▶ [TEXT PASSAGE]
# # # # # # #

Approach
How a Paycon engagement runs — and what we will not do.
Most consultancy engagements get expensive in the same place: the gap between the kick-off deck and the moment something useful is actually delivered. Paycon engagements are designed to keep that gap as short as possible. The principles below are not aspirational — they are the working method.
1. Start with a paid diagnostic
The first engagement is almost always a short, fixed-fee diagnostic — usually two to three weeks. The goal is to surface the actual problem, separate it from the symptoms the client walked in with, and produce a written assessment with a recommended next step. About a third of the time, the recommendation is that no further engagement is needed. That is fine. The diagnostic stands on its own.
2. Written deliverables, not just slides
Decks are the wrapping; the deliverable is the prose. Every engagement ends with a written document the client can re-read, share with the board, or hand to the next vendor — not a forty-slide PowerPoint that requires the consultant in the room to make sense of. Slides are produced when stakeholders genuinely need them; they are not the default.
3. Fixed scope, fixed price, on the clock only when scope changes
Time-and-materials billing rewards consultants for taking longer. Paycon engagements are scoped and priced up front. If scope materially changes, the change is agreed in writing before the work continues. Clients see the bill before the work, not after.

# # # # # # #

▶ [SUPPLIED INFORMATION]
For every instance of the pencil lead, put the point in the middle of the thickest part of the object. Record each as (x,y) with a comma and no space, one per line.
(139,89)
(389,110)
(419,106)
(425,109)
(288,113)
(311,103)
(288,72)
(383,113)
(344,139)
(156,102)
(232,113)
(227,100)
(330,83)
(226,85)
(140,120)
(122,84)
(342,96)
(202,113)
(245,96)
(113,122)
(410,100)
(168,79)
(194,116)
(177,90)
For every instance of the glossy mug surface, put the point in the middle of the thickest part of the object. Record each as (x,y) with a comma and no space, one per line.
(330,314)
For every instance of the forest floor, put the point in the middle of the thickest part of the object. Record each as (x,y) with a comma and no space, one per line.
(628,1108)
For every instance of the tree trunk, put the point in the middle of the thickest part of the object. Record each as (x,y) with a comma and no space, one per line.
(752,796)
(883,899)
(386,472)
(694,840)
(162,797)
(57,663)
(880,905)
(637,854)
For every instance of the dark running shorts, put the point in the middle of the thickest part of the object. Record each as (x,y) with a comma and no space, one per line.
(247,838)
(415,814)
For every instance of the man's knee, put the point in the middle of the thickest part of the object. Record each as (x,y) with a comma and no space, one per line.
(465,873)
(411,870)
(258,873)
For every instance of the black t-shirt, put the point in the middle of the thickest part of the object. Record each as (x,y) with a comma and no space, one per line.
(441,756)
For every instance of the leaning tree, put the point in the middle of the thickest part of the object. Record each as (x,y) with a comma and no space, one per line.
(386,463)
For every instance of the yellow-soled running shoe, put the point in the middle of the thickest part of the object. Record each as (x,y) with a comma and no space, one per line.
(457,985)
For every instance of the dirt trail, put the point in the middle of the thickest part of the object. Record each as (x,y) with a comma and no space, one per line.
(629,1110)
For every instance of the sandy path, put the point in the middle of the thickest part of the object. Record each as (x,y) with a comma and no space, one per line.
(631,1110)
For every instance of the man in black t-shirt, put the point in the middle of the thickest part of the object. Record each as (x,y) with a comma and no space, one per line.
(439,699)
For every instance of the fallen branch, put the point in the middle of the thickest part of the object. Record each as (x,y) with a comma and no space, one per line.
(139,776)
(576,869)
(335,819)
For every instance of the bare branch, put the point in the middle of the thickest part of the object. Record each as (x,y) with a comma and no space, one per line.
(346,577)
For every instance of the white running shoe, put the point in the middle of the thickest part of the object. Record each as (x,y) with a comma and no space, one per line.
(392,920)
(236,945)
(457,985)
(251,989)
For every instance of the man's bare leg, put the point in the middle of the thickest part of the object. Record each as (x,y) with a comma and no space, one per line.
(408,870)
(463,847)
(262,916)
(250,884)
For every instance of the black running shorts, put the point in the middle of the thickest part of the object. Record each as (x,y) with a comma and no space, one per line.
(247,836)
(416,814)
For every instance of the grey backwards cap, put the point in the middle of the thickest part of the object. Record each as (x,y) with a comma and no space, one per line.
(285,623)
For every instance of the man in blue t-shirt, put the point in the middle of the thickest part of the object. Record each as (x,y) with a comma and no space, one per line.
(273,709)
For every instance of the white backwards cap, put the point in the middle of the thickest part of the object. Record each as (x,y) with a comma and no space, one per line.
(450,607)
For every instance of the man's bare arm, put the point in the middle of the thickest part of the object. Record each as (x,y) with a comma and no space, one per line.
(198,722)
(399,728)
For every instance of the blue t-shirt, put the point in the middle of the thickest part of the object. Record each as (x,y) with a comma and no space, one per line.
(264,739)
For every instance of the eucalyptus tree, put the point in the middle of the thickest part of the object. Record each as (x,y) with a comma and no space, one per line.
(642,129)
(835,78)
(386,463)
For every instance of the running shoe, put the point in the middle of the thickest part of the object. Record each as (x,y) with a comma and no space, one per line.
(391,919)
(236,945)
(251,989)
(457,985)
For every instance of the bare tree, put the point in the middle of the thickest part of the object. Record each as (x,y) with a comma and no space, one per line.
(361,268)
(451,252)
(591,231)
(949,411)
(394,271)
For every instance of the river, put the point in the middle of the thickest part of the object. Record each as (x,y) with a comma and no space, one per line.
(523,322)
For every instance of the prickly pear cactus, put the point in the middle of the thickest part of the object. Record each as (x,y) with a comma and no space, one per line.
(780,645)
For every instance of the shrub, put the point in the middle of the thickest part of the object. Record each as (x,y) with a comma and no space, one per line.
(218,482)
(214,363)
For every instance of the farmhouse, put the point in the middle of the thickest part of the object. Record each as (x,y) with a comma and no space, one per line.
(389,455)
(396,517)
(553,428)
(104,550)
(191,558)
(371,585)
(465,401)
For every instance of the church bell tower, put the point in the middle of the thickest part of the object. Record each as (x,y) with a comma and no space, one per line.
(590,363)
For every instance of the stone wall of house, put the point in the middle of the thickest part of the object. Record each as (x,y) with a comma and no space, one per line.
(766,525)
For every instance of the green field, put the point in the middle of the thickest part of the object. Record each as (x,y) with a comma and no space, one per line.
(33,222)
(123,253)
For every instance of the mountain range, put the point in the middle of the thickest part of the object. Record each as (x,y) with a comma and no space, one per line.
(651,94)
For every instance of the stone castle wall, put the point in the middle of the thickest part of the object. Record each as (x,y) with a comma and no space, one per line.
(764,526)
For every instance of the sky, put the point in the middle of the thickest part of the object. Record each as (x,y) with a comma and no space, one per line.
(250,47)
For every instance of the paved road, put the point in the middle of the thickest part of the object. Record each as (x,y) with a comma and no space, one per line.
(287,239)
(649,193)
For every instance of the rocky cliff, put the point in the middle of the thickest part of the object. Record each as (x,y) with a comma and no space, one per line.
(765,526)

# # # # # # #

▶ [PROBLEM]
From the text on how Paycon engagements run, write out the passage between "2. Written deliverables, not" and "work, not after.", inclusive, without changing a word.

▶ [THE ANSWER]
2. Written deliverables, not just slides
Decks are the wrapping; the deliverable is the prose. Every engagement ends with a written document the client can re-read, share with the board, or hand to the next vendor — not a forty-slide PowerPoint that requires the consultant in the room to make sense of. Slides are produced when stakeholders genuinely need them; they are not the default.
3. Fixed scope, fixed price, on the clock only when scope changes
Time-and-materials billing rewards consultants for taking longer. Paycon engagements are scoped and priced up front. If scope materially changes, the change is agreed in writing before the work continues. Clients see the bill before the work, not after.